Copy all of the data below exactly as it is given.

<<<<

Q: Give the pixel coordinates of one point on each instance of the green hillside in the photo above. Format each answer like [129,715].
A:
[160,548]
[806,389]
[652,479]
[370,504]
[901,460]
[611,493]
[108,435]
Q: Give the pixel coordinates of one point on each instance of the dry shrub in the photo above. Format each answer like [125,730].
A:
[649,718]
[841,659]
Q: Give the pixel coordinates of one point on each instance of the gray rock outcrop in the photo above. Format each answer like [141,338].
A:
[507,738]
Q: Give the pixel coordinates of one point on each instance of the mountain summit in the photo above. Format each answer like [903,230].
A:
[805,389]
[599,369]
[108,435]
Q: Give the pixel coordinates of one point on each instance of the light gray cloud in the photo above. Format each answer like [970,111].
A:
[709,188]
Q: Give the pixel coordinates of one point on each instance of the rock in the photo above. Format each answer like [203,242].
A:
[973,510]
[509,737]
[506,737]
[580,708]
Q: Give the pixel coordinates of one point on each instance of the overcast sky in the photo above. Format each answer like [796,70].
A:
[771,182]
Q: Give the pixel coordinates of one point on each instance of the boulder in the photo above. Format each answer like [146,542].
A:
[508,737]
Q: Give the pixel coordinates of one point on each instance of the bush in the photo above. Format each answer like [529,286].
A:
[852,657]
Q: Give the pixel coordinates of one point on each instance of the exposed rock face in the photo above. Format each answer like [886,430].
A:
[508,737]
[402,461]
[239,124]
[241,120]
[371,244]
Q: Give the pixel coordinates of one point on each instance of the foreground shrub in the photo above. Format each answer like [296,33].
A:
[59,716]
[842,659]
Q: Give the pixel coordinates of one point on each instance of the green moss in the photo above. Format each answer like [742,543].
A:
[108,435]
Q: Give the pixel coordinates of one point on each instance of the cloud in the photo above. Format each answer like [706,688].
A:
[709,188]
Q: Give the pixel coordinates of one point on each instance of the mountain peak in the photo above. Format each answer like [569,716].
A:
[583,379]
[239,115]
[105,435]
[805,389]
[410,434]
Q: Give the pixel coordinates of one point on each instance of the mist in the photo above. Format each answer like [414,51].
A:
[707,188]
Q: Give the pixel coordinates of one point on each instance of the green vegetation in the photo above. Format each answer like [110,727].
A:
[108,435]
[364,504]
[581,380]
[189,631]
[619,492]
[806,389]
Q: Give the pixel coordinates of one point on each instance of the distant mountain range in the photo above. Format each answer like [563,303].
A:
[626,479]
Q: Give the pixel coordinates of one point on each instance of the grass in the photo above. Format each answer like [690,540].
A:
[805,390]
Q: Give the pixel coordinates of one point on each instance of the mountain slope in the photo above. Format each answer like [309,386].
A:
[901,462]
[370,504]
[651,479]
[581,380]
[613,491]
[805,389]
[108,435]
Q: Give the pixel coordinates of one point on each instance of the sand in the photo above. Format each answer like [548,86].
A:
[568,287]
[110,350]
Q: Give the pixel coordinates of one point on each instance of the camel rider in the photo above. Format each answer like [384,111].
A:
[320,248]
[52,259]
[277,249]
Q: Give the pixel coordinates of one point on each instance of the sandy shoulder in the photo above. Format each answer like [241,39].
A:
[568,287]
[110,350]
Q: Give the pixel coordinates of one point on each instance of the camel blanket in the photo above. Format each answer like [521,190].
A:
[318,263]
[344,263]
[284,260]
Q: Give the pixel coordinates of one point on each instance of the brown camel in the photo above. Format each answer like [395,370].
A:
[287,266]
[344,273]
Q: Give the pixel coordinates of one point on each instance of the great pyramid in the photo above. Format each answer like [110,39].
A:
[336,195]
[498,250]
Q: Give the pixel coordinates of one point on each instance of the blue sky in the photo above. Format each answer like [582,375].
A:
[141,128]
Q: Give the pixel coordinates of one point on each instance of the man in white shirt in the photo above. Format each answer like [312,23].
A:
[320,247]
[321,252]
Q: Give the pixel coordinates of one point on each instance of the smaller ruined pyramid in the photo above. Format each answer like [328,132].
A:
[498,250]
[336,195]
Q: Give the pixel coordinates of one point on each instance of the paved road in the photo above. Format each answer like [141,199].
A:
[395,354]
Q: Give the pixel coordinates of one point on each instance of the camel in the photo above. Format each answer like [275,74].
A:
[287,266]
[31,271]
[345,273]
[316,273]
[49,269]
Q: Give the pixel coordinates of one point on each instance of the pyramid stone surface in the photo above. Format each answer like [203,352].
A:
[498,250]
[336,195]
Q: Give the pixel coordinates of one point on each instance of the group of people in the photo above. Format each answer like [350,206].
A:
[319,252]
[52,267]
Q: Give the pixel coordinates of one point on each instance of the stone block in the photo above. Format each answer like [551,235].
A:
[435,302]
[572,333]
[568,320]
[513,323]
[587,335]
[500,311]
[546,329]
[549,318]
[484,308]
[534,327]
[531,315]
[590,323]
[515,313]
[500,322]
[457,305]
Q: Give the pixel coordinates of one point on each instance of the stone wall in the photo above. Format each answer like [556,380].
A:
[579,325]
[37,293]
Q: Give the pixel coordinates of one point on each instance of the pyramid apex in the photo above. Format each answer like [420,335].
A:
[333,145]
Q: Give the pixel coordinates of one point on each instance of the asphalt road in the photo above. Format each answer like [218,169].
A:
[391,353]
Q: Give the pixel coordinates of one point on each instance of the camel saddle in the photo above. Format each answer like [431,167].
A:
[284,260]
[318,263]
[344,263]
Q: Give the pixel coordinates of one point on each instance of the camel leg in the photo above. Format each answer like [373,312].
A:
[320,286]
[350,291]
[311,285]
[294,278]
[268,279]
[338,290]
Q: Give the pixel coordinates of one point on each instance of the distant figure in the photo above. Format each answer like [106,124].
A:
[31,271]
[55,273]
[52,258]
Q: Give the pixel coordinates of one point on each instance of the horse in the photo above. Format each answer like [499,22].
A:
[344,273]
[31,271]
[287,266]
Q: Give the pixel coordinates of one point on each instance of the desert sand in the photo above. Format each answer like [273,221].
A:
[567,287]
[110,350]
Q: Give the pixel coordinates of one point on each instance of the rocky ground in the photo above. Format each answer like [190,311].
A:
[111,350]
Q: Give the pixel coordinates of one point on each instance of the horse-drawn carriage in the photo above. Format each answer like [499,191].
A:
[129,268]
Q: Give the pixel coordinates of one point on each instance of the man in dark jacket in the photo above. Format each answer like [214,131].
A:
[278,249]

>>>>

**FINISHED TASK**
Q: Give the pixel coordinates of one point on each instance of the green hillside in the photo above. Format each answer like [129,715].
A:
[160,548]
[806,389]
[652,479]
[370,504]
[901,460]
[611,493]
[108,435]
Q: Give the pixel coordinates of one point on each instance of the dry shrub in the photo above. Format each answer like [125,730].
A:
[649,718]
[841,659]
Q: Give the pixel coordinates of one point on each instance of the gray rock outcrop in the photo above. Format each answer like [141,338].
A:
[507,738]
Q: Give the pixel coordinates of one point on each instance of the mountain summit in the photo above. Format each answer like [903,230].
A:
[805,389]
[599,369]
[108,435]
Q: Give the pixel coordinates of one point on each instance of the light gray cloud in the photo above. Format each answer like [970,111].
A:
[709,188]
Q: Give the pixel coordinates of one point on each instance of the rock in the photo above. Format each answer like [203,242].
A:
[973,510]
[509,737]
[506,737]
[580,708]
Q: Give the pixel coordinates of one point on each instance of the overcast sky in the photo above. Format each answer like [796,70].
A:
[771,182]
Q: Give the pixel coordinates of one point on each instance of the boulder in the photo above. Format each answer like [146,542].
A:
[508,737]
Q: Give the pixel coordinates of one point on each instance of the bush in the photo above. Format each answer like [529,286].
A:
[852,657]
Q: Give the pixel coordinates of one point on each instance of the exposed rock face in the photo above. Format each answer like [886,430].
A:
[508,737]
[402,461]
[239,124]
[241,120]
[371,244]
Q: Give the pixel coordinates of one point on each instance of the foreground shrub in the photo above. Format each answer like [296,33].
A:
[59,716]
[842,659]
Q: Give the pixel coordinates of one point on each instance of the green moss in the photo above. Format each answer like [742,543].
A:
[108,435]
Q: Give the pixel coordinates of one point on each instance of the cloud in the photo above. Format each answer like [706,688].
A:
[709,188]
Q: Give the pixel coordinates of one point on each instance of the mountain peak in the photo above. Format each answer like [569,716].
A:
[583,379]
[239,115]
[105,435]
[805,389]
[410,434]
Q: Give the pixel coordinates of one point on each instance of the mist in the photo above. Format each answer like [414,51].
A:
[707,188]
Q: Give the pixel coordinates of one point on each instance of the green vegetation in the photo above. Format each answer like [110,727].
A:
[108,435]
[364,504]
[581,380]
[189,631]
[619,492]
[806,389]
Q: Give the pixel coordinates of one point on each instance of the distant mountain range in the photo above. Format each answer like [563,303].
A:
[626,479]
Q: Give the pixel coordinates of one point on each instance of the grass in the photo above. Format each answer like [690,540].
A:
[805,390]
Q: Give the pixel coordinates of one point on each instance of the mountain slope in the photo above. Format each answer like [309,386].
A:
[901,462]
[370,504]
[651,479]
[581,380]
[613,491]
[805,389]
[108,435]
Q: Give the pixel coordinates of one point on each instance of the sand in the photo above. Format each answer like [548,86].
A:
[568,287]
[110,350]
Q: Give the pixel coordinates of one point on each instance of the camel rider in the photo above. Format each answer like [384,111].
A:
[320,248]
[52,259]
[277,249]
Q: Give the pixel coordinates of one point on each instance of the sandy shoulder in the photo above. Format each answer like [241,39].
A:
[568,287]
[110,350]
Q: Give the pixel coordinates of one point on each instance of the camel blanket in the photo above. Format each answer like [521,190].
A:
[318,263]
[344,263]
[284,260]
Q: Give the pixel coordinates of one point on each instance of the brown camel in the photo above. Format each answer like [395,370].
A:
[287,266]
[344,273]
Q: Give the pixel coordinates of one point on each instance of the great pyramid in the photo above. Format each answer like [110,39].
A:
[336,195]
[498,250]
Q: Give the pixel coordinates of one point on each instance of the blue sky in the photo above. Format each answer like [582,375].
A:
[141,128]
Q: Give the pixel coordinates of one point on each instance of the man in white shirt in the photo above. Format each answer like [312,23].
A:
[320,247]
[321,252]
Q: Give the pixel coordinates of one point on each instance of the smaller ruined pyramid in the photo above. Format each answer like [328,132].
A:
[498,250]
[336,195]
Q: Give the pixel coordinates of one point on each instance of the paved road in the photo above. Format each answer like [141,199].
A:
[395,354]
Q: Give the pixel coordinates of one point on each instance of the camel in the photo above. Format each answer like [275,74].
A:
[287,266]
[31,271]
[345,273]
[316,273]
[49,269]
Q: Give the pixel coordinates of one point on each instance of the pyramid stone surface in the photo above. Format each answer like [203,352].
A:
[498,250]
[336,195]
Q: Give the pixel coordinates of one point on each instance of the group of people in the photo above. Format each answer like [350,206].
A:
[319,252]
[52,267]
Q: Give the pixel coordinates of one point on each instance of the stone block in the photo above. Format each answer like [551,235].
A:
[435,302]
[572,333]
[568,320]
[513,323]
[587,335]
[500,311]
[546,329]
[549,318]
[484,308]
[534,327]
[531,315]
[590,323]
[515,313]
[500,322]
[457,305]
Q: Give the pixel coordinates of one point on each instance of the stone wall in the photo above. Format each answer like [556,380].
A:
[579,325]
[37,293]
Q: Give the pixel coordinates of one point on each instance of the pyramid apex in the photo above. Format each answer like [420,335].
A:
[333,145]
Q: Give the pixel coordinates of one point on each instance of the asphalt road in the photo above. Format each answer like [218,169].
A:
[391,353]
Q: Give the pixel coordinates of one point on each instance of the camel saddle in the photo above. Format each answer like [431,167].
A:
[284,260]
[318,263]
[344,263]
Q: Give the pixel coordinates of one point on each instance of the camel leg in the photo above. Format each answer like [373,312].
A:
[320,286]
[350,291]
[311,285]
[294,278]
[268,279]
[338,290]
Q: Give the pixel coordinates of one point on each instance of the distant figure in the photo above. Format each answer like [106,124].
A:
[31,271]
[55,273]
[52,258]
Q: Give the pixel coordinates of one point on each instance of the horse in the photo above. Format each answer like [499,22].
A:
[344,273]
[31,271]
[287,266]
Q: Give the pixel coordinates of one point on each instance of the desert sand in the photo above. Format each answer like [273,221].
A:
[567,287]
[110,350]
Q: Give the pixel coordinates of one point on each instance of the rocky ground in the photo above. Format each answer like [190,311].
A:
[111,350]
Q: Give the pixel coordinates of one point on each instance of the horse-drawn carriage in the photo above. Format each answer like [499,191].
A:
[129,268]
Q: Give the pixel coordinates of one point on each instance of the man in dark jacket in the photo above. Format each answer like [214,131].
A:
[278,249]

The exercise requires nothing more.